[Image region labeling entries]
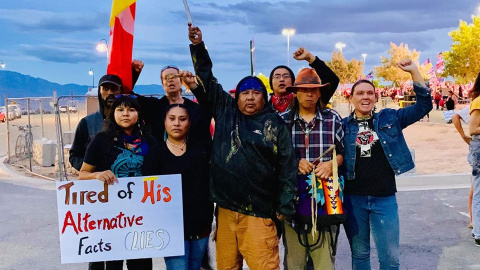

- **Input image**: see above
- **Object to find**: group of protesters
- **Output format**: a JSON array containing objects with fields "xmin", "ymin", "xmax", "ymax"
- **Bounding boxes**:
[{"xmin": 69, "ymin": 24, "xmax": 434, "ymax": 270}]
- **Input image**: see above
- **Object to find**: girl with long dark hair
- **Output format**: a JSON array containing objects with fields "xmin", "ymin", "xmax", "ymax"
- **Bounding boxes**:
[{"xmin": 78, "ymin": 95, "xmax": 156, "ymax": 270}]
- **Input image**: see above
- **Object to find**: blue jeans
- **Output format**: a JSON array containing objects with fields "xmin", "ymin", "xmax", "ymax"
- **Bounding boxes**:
[
  {"xmin": 165, "ymin": 237, "xmax": 208, "ymax": 270},
  {"xmin": 469, "ymin": 138, "xmax": 480, "ymax": 239},
  {"xmin": 343, "ymin": 195, "xmax": 400, "ymax": 270}
]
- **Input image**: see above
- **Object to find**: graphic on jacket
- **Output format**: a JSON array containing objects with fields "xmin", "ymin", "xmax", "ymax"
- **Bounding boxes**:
[
  {"xmin": 356, "ymin": 121, "xmax": 378, "ymax": 157},
  {"xmin": 111, "ymin": 149, "xmax": 143, "ymax": 177}
]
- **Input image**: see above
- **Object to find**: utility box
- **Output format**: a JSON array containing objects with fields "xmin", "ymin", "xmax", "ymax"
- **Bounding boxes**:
[{"xmin": 33, "ymin": 138, "xmax": 57, "ymax": 167}]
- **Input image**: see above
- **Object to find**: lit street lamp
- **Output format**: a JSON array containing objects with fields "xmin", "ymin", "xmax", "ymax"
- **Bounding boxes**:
[
  {"xmin": 97, "ymin": 38, "xmax": 108, "ymax": 57},
  {"xmin": 282, "ymin": 28, "xmax": 295, "ymax": 67},
  {"xmin": 88, "ymin": 68, "xmax": 95, "ymax": 89},
  {"xmin": 362, "ymin": 53, "xmax": 367, "ymax": 73},
  {"xmin": 335, "ymin": 42, "xmax": 347, "ymax": 53}
]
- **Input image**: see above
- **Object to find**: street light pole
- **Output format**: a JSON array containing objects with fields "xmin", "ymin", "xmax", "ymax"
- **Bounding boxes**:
[
  {"xmin": 282, "ymin": 28, "xmax": 295, "ymax": 67},
  {"xmin": 362, "ymin": 53, "xmax": 367, "ymax": 73},
  {"xmin": 88, "ymin": 68, "xmax": 95, "ymax": 89},
  {"xmin": 335, "ymin": 42, "xmax": 347, "ymax": 53}
]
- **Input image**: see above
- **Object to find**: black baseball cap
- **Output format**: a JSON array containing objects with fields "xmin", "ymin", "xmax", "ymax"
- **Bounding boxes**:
[{"xmin": 98, "ymin": 74, "xmax": 123, "ymax": 87}]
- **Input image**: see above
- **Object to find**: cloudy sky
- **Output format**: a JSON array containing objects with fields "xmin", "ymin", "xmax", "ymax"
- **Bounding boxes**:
[{"xmin": 0, "ymin": 0, "xmax": 480, "ymax": 89}]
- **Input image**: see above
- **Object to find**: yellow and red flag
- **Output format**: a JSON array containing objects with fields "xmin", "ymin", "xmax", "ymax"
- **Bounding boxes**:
[{"xmin": 107, "ymin": 0, "xmax": 137, "ymax": 93}]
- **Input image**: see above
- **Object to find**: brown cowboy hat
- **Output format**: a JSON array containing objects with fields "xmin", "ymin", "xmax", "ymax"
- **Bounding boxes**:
[{"xmin": 287, "ymin": 68, "xmax": 330, "ymax": 93}]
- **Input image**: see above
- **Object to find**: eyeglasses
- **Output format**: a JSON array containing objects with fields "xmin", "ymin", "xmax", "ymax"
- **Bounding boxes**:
[
  {"xmin": 115, "ymin": 94, "xmax": 137, "ymax": 98},
  {"xmin": 160, "ymin": 65, "xmax": 180, "ymax": 73},
  {"xmin": 163, "ymin": 73, "xmax": 181, "ymax": 81},
  {"xmin": 100, "ymin": 84, "xmax": 122, "ymax": 92},
  {"xmin": 273, "ymin": 73, "xmax": 292, "ymax": 79}
]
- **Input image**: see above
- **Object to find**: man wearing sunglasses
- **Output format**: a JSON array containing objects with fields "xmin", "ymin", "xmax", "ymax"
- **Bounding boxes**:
[
  {"xmin": 69, "ymin": 74, "xmax": 123, "ymax": 171},
  {"xmin": 132, "ymin": 60, "xmax": 212, "ymax": 155}
]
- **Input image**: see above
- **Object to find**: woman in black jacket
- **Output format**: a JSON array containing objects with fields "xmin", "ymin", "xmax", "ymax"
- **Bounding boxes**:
[
  {"xmin": 78, "ymin": 95, "xmax": 154, "ymax": 270},
  {"xmin": 144, "ymin": 104, "xmax": 213, "ymax": 270}
]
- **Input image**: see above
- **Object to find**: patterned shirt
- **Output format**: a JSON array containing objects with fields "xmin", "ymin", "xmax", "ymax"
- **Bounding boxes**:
[{"xmin": 280, "ymin": 109, "xmax": 344, "ymax": 162}]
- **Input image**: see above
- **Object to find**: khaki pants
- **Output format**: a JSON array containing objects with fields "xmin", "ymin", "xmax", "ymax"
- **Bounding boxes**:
[
  {"xmin": 284, "ymin": 222, "xmax": 335, "ymax": 270},
  {"xmin": 216, "ymin": 207, "xmax": 280, "ymax": 270}
]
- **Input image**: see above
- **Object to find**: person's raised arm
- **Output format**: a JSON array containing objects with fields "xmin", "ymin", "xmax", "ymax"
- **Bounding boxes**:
[
  {"xmin": 396, "ymin": 59, "xmax": 433, "ymax": 129},
  {"xmin": 293, "ymin": 47, "xmax": 340, "ymax": 105},
  {"xmin": 188, "ymin": 23, "xmax": 234, "ymax": 118},
  {"xmin": 397, "ymin": 59, "xmax": 427, "ymax": 88}
]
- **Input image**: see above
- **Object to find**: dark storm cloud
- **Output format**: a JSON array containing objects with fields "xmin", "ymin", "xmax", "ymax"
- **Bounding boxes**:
[{"xmin": 193, "ymin": 0, "xmax": 478, "ymax": 34}]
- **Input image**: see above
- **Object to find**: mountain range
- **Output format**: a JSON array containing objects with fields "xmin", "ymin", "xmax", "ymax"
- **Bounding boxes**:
[{"xmin": 0, "ymin": 70, "xmax": 165, "ymax": 100}]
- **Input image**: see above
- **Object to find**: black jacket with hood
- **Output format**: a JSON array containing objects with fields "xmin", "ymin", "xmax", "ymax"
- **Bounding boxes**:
[
  {"xmin": 68, "ymin": 86, "xmax": 105, "ymax": 171},
  {"xmin": 190, "ymin": 42, "xmax": 297, "ymax": 218}
]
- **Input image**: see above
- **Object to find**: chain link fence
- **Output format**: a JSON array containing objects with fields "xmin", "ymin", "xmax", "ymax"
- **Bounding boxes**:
[{"xmin": 4, "ymin": 91, "xmax": 167, "ymax": 180}]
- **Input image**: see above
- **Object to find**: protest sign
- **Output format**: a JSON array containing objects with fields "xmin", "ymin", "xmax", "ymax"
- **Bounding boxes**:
[{"xmin": 57, "ymin": 174, "xmax": 185, "ymax": 263}]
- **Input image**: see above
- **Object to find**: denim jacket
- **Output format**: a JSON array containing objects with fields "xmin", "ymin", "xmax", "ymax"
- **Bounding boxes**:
[{"xmin": 343, "ymin": 82, "xmax": 433, "ymax": 180}]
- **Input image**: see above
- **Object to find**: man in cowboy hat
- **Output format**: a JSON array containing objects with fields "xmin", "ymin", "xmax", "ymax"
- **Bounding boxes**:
[
  {"xmin": 282, "ymin": 60, "xmax": 344, "ymax": 269},
  {"xmin": 269, "ymin": 47, "xmax": 340, "ymax": 114}
]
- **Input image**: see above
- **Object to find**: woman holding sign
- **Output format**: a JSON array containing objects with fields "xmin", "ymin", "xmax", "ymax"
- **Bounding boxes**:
[
  {"xmin": 78, "ymin": 95, "xmax": 154, "ymax": 270},
  {"xmin": 144, "ymin": 102, "xmax": 213, "ymax": 270}
]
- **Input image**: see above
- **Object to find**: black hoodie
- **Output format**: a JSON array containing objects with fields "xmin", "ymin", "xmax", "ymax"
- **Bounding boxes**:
[{"xmin": 190, "ymin": 43, "xmax": 297, "ymax": 218}]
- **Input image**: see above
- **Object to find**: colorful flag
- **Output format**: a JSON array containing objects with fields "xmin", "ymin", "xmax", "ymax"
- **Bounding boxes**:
[
  {"xmin": 423, "ymin": 58, "xmax": 437, "ymax": 80},
  {"xmin": 107, "ymin": 0, "xmax": 136, "ymax": 93},
  {"xmin": 435, "ymin": 53, "xmax": 445, "ymax": 74},
  {"xmin": 365, "ymin": 71, "xmax": 373, "ymax": 80}
]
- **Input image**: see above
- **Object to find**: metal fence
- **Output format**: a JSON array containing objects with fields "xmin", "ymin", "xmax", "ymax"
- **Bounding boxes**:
[
  {"xmin": 0, "ymin": 91, "xmax": 169, "ymax": 180},
  {"xmin": 1, "ymin": 95, "xmax": 55, "ymax": 178}
]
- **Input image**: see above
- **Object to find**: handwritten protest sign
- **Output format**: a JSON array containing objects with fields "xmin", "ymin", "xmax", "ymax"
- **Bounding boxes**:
[{"xmin": 57, "ymin": 175, "xmax": 184, "ymax": 263}]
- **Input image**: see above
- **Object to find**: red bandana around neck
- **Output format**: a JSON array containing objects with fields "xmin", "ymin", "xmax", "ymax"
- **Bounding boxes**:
[{"xmin": 272, "ymin": 93, "xmax": 293, "ymax": 112}]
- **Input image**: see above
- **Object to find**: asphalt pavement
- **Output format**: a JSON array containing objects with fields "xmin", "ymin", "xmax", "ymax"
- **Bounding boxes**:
[{"xmin": 0, "ymin": 170, "xmax": 480, "ymax": 270}]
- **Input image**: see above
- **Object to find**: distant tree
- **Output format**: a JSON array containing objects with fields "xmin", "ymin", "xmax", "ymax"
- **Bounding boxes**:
[
  {"xmin": 326, "ymin": 51, "xmax": 363, "ymax": 85},
  {"xmin": 347, "ymin": 59, "xmax": 363, "ymax": 83},
  {"xmin": 443, "ymin": 16, "xmax": 480, "ymax": 83},
  {"xmin": 257, "ymin": 73, "xmax": 273, "ymax": 94},
  {"xmin": 375, "ymin": 42, "xmax": 420, "ymax": 85}
]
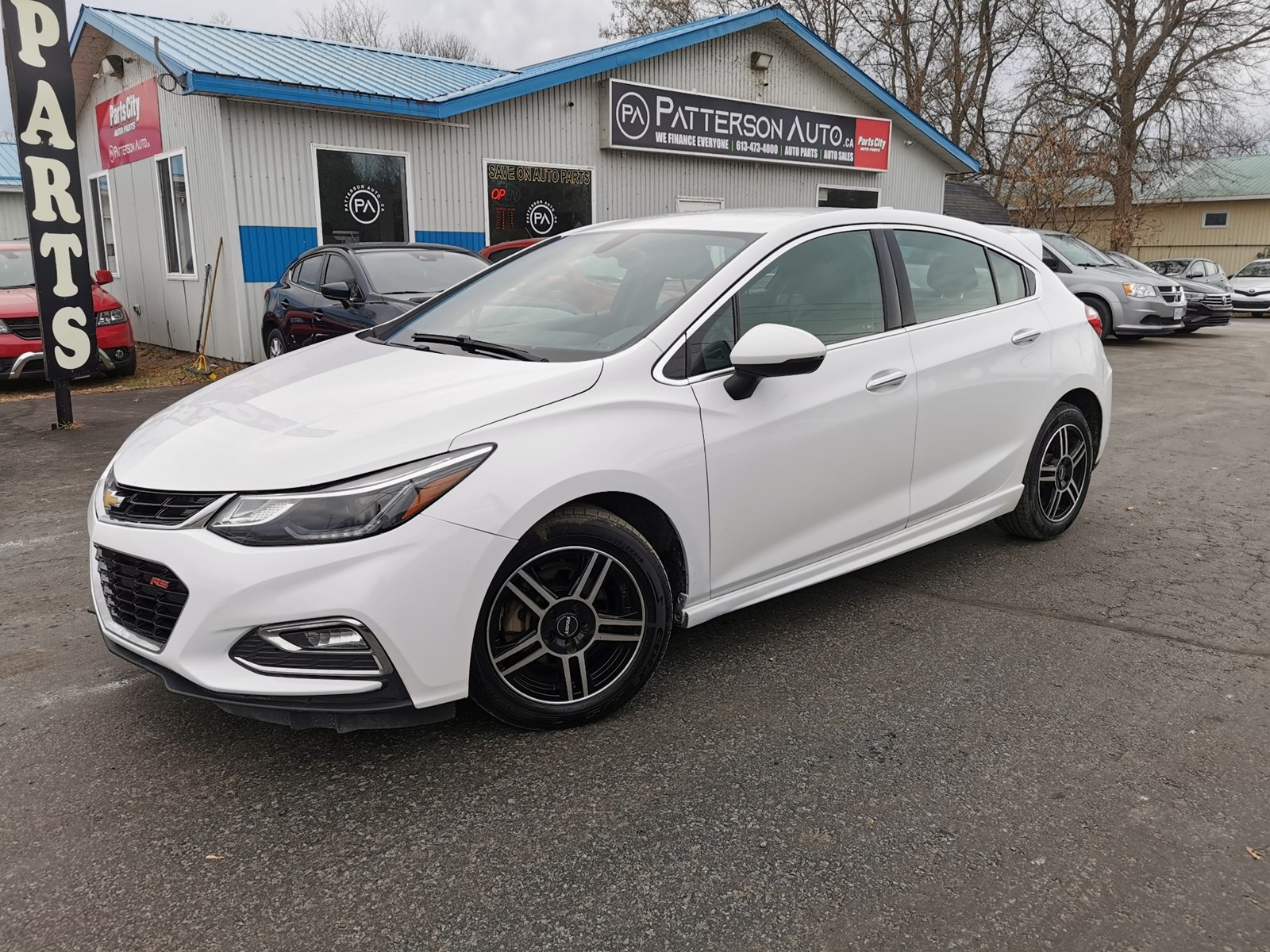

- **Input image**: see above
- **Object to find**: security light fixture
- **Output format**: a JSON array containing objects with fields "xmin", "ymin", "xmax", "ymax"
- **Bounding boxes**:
[{"xmin": 102, "ymin": 53, "xmax": 123, "ymax": 79}]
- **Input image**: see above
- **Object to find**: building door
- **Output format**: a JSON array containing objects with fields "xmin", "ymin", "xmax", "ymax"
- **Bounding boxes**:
[
  {"xmin": 815, "ymin": 186, "xmax": 878, "ymax": 208},
  {"xmin": 675, "ymin": 195, "xmax": 722, "ymax": 212}
]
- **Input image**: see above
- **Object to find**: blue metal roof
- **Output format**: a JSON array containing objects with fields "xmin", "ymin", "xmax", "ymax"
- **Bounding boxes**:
[
  {"xmin": 71, "ymin": 4, "xmax": 979, "ymax": 171},
  {"xmin": 0, "ymin": 142, "xmax": 21, "ymax": 188},
  {"xmin": 71, "ymin": 6, "xmax": 506, "ymax": 102}
]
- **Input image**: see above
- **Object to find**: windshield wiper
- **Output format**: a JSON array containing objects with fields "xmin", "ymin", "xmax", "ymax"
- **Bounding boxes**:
[{"xmin": 410, "ymin": 334, "xmax": 548, "ymax": 363}]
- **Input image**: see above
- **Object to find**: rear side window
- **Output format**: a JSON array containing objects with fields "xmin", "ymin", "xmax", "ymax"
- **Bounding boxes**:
[
  {"xmin": 988, "ymin": 249, "xmax": 1029, "ymax": 305},
  {"xmin": 296, "ymin": 255, "xmax": 326, "ymax": 288},
  {"xmin": 895, "ymin": 231, "xmax": 997, "ymax": 324}
]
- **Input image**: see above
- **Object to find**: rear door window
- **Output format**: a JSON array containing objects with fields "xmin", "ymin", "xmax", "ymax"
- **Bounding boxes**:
[{"xmin": 895, "ymin": 230, "xmax": 997, "ymax": 324}]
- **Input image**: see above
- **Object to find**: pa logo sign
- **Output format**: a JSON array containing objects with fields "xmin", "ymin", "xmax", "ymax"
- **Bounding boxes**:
[
  {"xmin": 344, "ymin": 186, "xmax": 383, "ymax": 225},
  {"xmin": 525, "ymin": 202, "xmax": 555, "ymax": 237},
  {"xmin": 614, "ymin": 90, "xmax": 652, "ymax": 138}
]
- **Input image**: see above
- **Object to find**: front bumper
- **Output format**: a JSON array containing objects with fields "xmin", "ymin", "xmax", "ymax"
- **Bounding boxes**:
[
  {"xmin": 89, "ymin": 482, "xmax": 516, "ymax": 711},
  {"xmin": 1115, "ymin": 298, "xmax": 1186, "ymax": 338},
  {"xmin": 1230, "ymin": 292, "xmax": 1270, "ymax": 313}
]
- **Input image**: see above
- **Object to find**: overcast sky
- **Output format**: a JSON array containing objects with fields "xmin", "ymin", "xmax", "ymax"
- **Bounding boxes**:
[{"xmin": 0, "ymin": 0, "xmax": 612, "ymax": 129}]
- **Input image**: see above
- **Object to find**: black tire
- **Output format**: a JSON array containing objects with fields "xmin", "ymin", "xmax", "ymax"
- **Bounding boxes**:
[
  {"xmin": 1081, "ymin": 297, "xmax": 1115, "ymax": 340},
  {"xmin": 471, "ymin": 505, "xmax": 675, "ymax": 730},
  {"xmin": 997, "ymin": 404, "xmax": 1097, "ymax": 539},
  {"xmin": 110, "ymin": 349, "xmax": 137, "ymax": 377},
  {"xmin": 264, "ymin": 328, "xmax": 290, "ymax": 360}
]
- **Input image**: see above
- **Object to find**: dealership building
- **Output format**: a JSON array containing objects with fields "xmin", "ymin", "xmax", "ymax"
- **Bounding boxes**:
[{"xmin": 71, "ymin": 6, "xmax": 978, "ymax": 360}]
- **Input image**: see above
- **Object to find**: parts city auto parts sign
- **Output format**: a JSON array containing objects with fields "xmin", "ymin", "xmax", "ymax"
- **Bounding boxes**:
[
  {"xmin": 485, "ymin": 161, "xmax": 595, "ymax": 245},
  {"xmin": 603, "ymin": 80, "xmax": 891, "ymax": 171},
  {"xmin": 0, "ymin": 0, "xmax": 97, "ymax": 381},
  {"xmin": 97, "ymin": 79, "xmax": 163, "ymax": 169}
]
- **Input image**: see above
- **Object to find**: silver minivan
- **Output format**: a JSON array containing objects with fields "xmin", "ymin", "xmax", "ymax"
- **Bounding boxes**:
[{"xmin": 999, "ymin": 226, "xmax": 1186, "ymax": 340}]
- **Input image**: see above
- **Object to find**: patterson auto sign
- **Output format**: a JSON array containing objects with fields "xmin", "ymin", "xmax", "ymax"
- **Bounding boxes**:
[
  {"xmin": 603, "ymin": 80, "xmax": 891, "ymax": 171},
  {"xmin": 97, "ymin": 79, "xmax": 163, "ymax": 169}
]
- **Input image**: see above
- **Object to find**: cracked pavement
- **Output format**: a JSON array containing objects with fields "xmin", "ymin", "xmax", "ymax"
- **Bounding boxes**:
[{"xmin": 0, "ymin": 320, "xmax": 1270, "ymax": 952}]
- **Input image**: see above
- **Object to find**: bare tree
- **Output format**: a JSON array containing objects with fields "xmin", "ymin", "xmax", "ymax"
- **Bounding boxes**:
[
  {"xmin": 296, "ymin": 0, "xmax": 389, "ymax": 47},
  {"xmin": 1033, "ymin": 0, "xmax": 1270, "ymax": 251},
  {"xmin": 396, "ymin": 23, "xmax": 489, "ymax": 63}
]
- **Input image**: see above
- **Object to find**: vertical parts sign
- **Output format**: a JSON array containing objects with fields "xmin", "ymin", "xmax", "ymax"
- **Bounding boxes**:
[
  {"xmin": 97, "ymin": 79, "xmax": 163, "ymax": 169},
  {"xmin": 0, "ymin": 0, "xmax": 97, "ymax": 379},
  {"xmin": 485, "ymin": 161, "xmax": 595, "ymax": 245},
  {"xmin": 603, "ymin": 80, "xmax": 891, "ymax": 171}
]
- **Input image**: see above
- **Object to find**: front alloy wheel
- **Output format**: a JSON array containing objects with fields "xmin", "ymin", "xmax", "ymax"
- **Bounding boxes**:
[
  {"xmin": 997, "ymin": 404, "xmax": 1095, "ymax": 539},
  {"xmin": 472, "ymin": 506, "xmax": 671, "ymax": 728}
]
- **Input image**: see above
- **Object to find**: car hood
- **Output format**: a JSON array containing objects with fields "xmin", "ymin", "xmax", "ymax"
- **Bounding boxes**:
[
  {"xmin": 114, "ymin": 335, "xmax": 603, "ymax": 493},
  {"xmin": 0, "ymin": 284, "xmax": 119, "ymax": 320},
  {"xmin": 1230, "ymin": 278, "xmax": 1270, "ymax": 294}
]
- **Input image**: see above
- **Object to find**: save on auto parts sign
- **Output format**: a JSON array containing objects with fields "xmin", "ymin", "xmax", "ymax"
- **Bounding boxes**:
[
  {"xmin": 485, "ymin": 160, "xmax": 595, "ymax": 245},
  {"xmin": 97, "ymin": 79, "xmax": 163, "ymax": 169},
  {"xmin": 602, "ymin": 80, "xmax": 891, "ymax": 171},
  {"xmin": 0, "ymin": 0, "xmax": 97, "ymax": 381}
]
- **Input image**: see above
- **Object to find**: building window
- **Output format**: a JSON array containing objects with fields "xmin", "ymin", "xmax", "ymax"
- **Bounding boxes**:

# WHAT YOU HAVE TO DO
Copy out every line in the listing above in which the word "front" appears.

# TASK OUTPUT
- **Object to find**: front bumper
- **Object to find**: front alloy wheel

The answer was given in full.